Document section:
====================

Product6 min read

Meet the Data Guardrail Agent: Code Review's Missing Half

The newest agent in the Data Workers swarm reviews what a change does to your data — and ends every review with a verdict that can act, not a comment that can't.

By The Data Workers Team

There is a failure mode every data team knows and almost no review process catches: the pipeline runs green, the tests pass, the PR looks clean — and the data is quietly wrong. A type cast that rounds differently. A join that silently drops 3% of rows. A refactor whose description says 'no behavior change' while the mean of a revenue column drifts 4%. Code review examines what the change *says*. Nothing examines what it *does* — to the actual rows, in the actual warehouse.

The Data Guardrail Agent — dw-review, internally — is the newest member of the Data Workers swarm, and it exists to close exactly that gap. Point it at a change — a PR diff, a list of tables, or a pair of dbt manifests — and it runs the same SQL against your base and current environments, diffs the results column by column, buckets the risk, and returns a verdict your other agents can act on.

====================

Data:
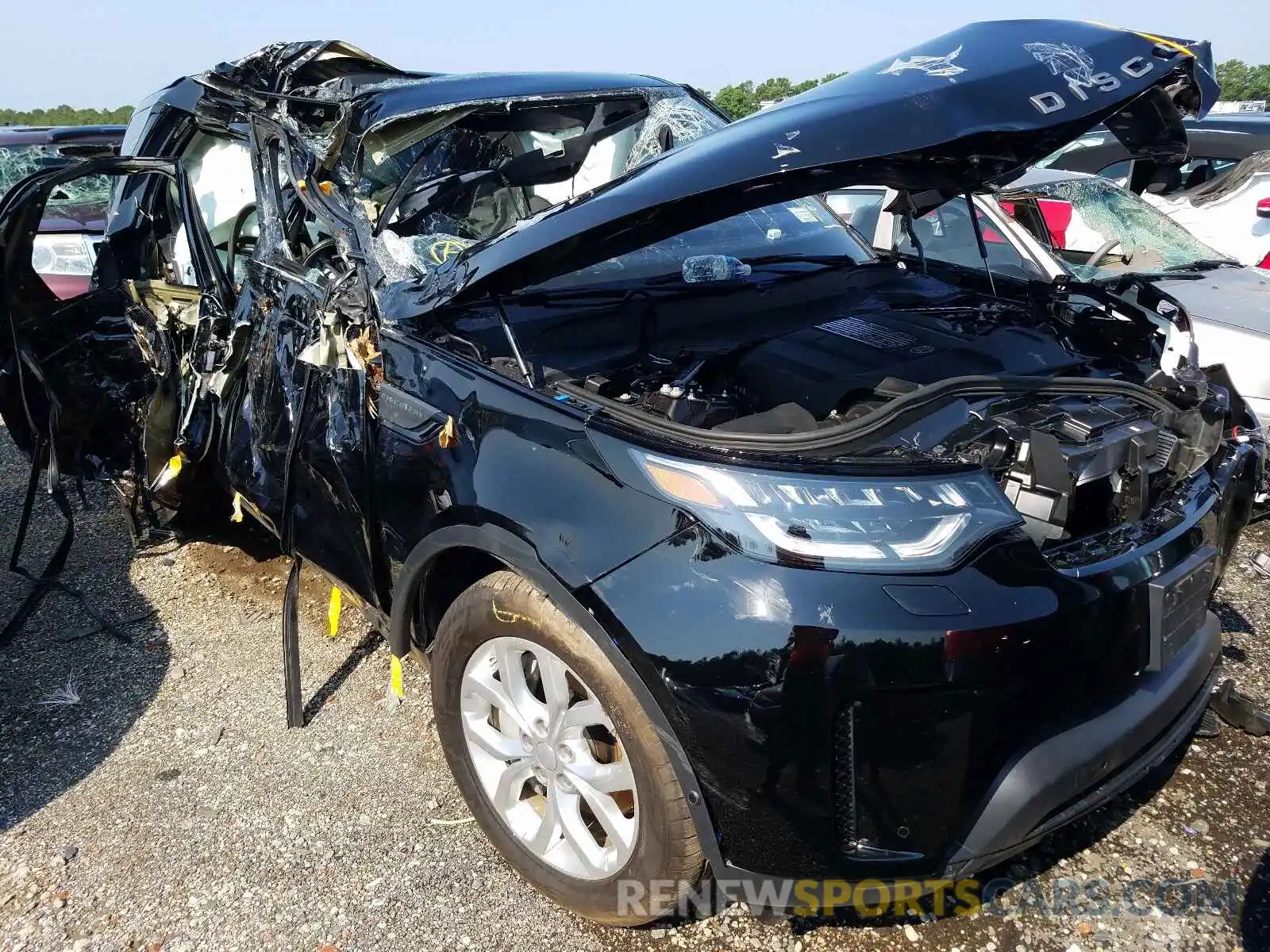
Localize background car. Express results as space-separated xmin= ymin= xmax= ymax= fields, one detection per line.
xmin=826 ymin=169 xmax=1270 ymax=421
xmin=1037 ymin=113 xmax=1270 ymax=268
xmin=0 ymin=125 xmax=125 ymax=300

====================

Exercise task 1:
Reproduce the Data Guardrail Agent post word for word, starting with "Meet the Data" and going on through "the actual warehouse.".
Exercise task 2:
What internal name does the Data Guardrail Agent post give the agent?
Exercise task 3:
Carry on writing the Data Guardrail Agent post from where it stops.
The lines play no part in this work.

Reply 1:
Meet the Data Guardrail Agent: Code Review's Missing Half

The newest agent in the Data Workers swarm reviews what a change does to your data — and ends every review with a verdict that can act, not a comment that can't.

By The Data Workers Team

There is a failure mode every data team knows and almost no review process catches: the pipeline runs green, the tests pass, the PR looks clean — and the data is quietly wrong. A type cast that rounds differently. A join that silently drops 3% of rows. A refactor whose description says 'no behavior change' while the mean of a revenue column drifts 4%. Code review examines what the change *says*. Nothing examines what it *does* — to the actual rows, in the actual warehouse.

Reply 2:
Internally, the agent is called dw-review.

Reply 3:
Cheap evidence first

Data diffing has a reputation for being expensive, and done naively, it is — a row-level comparison across two environments of a wide table is real warehouse money. The agent's answer is a progressive review: it spends nothing before it spends something, and it stops descending the moment the verdict is clear.

The progressive review funnel: metadata first, then row counts, then column profiles, then row-level proof — query cost rises at each stage
the review descends only as far as the verdict requires

Metadata comes first because it is free: lineage and schema diffs need no warehouse query at all. Row counts come next — one COUNT(*) per side catches the loud failures. Column profiles (null rates, distinct counts, mins, maxes, means, medians) catch distribution drift. Only when the evidence demands it does the review reach for row-level proof: a primary-key join that reports exactly which rows changed, appeared, or vanished — and even then, follow-ups are capped. A review is an investigation with a budget, not a fishing trip.

A verdict that can act

Most data tooling stops at *surfacing* a problem: a dashboard, an alert, a PR comment. We think a review that ends in prose is a dashboard with extra steps. Every verdict it issues carries a machine-actionable handoff plan — structured tool calls aimed at the right specialist agents in the swarm — and the plan is simply empty when the change is safe.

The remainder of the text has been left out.